▶ [EXTRACTED RECORDS]:
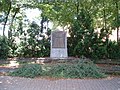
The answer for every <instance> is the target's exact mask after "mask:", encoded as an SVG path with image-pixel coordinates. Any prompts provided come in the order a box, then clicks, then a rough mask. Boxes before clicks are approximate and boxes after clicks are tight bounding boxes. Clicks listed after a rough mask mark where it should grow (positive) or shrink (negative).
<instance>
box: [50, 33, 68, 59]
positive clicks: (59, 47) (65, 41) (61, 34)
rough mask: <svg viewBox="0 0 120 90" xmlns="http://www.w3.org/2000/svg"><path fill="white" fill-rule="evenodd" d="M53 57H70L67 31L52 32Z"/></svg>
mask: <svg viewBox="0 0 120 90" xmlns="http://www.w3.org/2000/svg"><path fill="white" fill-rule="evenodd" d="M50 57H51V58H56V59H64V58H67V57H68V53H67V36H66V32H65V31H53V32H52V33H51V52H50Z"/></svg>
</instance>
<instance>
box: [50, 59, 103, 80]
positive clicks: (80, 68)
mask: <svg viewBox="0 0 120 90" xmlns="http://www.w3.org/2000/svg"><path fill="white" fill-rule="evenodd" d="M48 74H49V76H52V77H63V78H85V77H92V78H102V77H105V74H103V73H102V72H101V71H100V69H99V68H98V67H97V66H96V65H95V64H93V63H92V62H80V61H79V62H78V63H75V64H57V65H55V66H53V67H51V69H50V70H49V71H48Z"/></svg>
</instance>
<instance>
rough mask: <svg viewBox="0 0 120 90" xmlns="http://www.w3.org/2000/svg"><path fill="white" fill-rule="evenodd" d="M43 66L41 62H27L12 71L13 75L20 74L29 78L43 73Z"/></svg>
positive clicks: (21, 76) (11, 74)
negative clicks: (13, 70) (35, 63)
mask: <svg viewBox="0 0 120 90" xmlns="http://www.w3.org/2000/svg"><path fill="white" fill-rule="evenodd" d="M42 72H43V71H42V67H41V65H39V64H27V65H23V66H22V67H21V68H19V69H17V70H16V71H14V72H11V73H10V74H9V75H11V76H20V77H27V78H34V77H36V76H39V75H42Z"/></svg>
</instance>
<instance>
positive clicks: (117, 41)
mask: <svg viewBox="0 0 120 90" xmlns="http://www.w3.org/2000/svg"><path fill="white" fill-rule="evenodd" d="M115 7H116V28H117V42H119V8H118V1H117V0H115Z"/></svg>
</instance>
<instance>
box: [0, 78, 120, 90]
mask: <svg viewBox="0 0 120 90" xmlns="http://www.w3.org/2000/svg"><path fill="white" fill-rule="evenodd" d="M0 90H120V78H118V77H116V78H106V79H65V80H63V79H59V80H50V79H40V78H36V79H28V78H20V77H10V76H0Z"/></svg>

▶ [EXERCISE PROMPT]: The records above are to be restated word for word, excluding all pictures.

▶ [RESULT]:
The answer for every <instance> is the target's exact mask after "mask:", encoded as an SVG path with image-pixel coordinates. Any prompts provided come in the order a box, then clicks, then a rough mask. Boxes before clicks are approximate and boxes after clicks are tight bounding boxes. Clicks listed after a rough mask mark where it should grow (positive) or shrink (negative).
<instance>
box: [50, 33, 68, 59]
positive clicks: (59, 47) (65, 41) (61, 34)
rough mask: <svg viewBox="0 0 120 90" xmlns="http://www.w3.org/2000/svg"><path fill="white" fill-rule="evenodd" d="M53 57H70L67 31L52 32Z"/></svg>
mask: <svg viewBox="0 0 120 90" xmlns="http://www.w3.org/2000/svg"><path fill="white" fill-rule="evenodd" d="M50 57H51V58H56V59H64V58H67V57H68V53H67V36H66V32H65V31H53V32H52V33H51V52H50Z"/></svg>
</instance>
<instance>
box: [50, 59, 103, 80]
positive clicks: (80, 68)
mask: <svg viewBox="0 0 120 90" xmlns="http://www.w3.org/2000/svg"><path fill="white" fill-rule="evenodd" d="M48 74H49V76H52V77H63V78H85V77H92V78H102V77H105V74H103V73H102V72H101V71H100V69H99V68H98V67H97V66H96V65H95V64H93V63H92V62H80V61H79V62H78V63H75V64H57V65H55V66H53V67H51V69H50V70H49V71H48Z"/></svg>
</instance>
<instance>
rough mask: <svg viewBox="0 0 120 90" xmlns="http://www.w3.org/2000/svg"><path fill="white" fill-rule="evenodd" d="M43 66L41 62H27L12 71L13 75L20 74L29 78L43 73Z"/></svg>
positive clicks: (21, 76) (11, 74)
negative clicks: (13, 70) (35, 63)
mask: <svg viewBox="0 0 120 90" xmlns="http://www.w3.org/2000/svg"><path fill="white" fill-rule="evenodd" d="M42 72H43V71H42V67H41V65H39V64H27V65H23V66H22V67H21V68H19V69H17V70H16V71H14V72H11V73H10V74H9V75H11V76H20V77H27V78H34V77H36V76H39V75H42Z"/></svg>
</instance>
<instance>
positive clicks: (117, 41)
mask: <svg viewBox="0 0 120 90" xmlns="http://www.w3.org/2000/svg"><path fill="white" fill-rule="evenodd" d="M115 7H116V28H117V42H119V8H118V1H117V0H115Z"/></svg>
</instance>
<instance>
box: [0, 78, 120, 90]
mask: <svg viewBox="0 0 120 90" xmlns="http://www.w3.org/2000/svg"><path fill="white" fill-rule="evenodd" d="M0 90H120V78H118V77H116V78H106V79H65V80H63V79H59V80H50V79H40V78H36V79H28V78H20V77H10V76H0Z"/></svg>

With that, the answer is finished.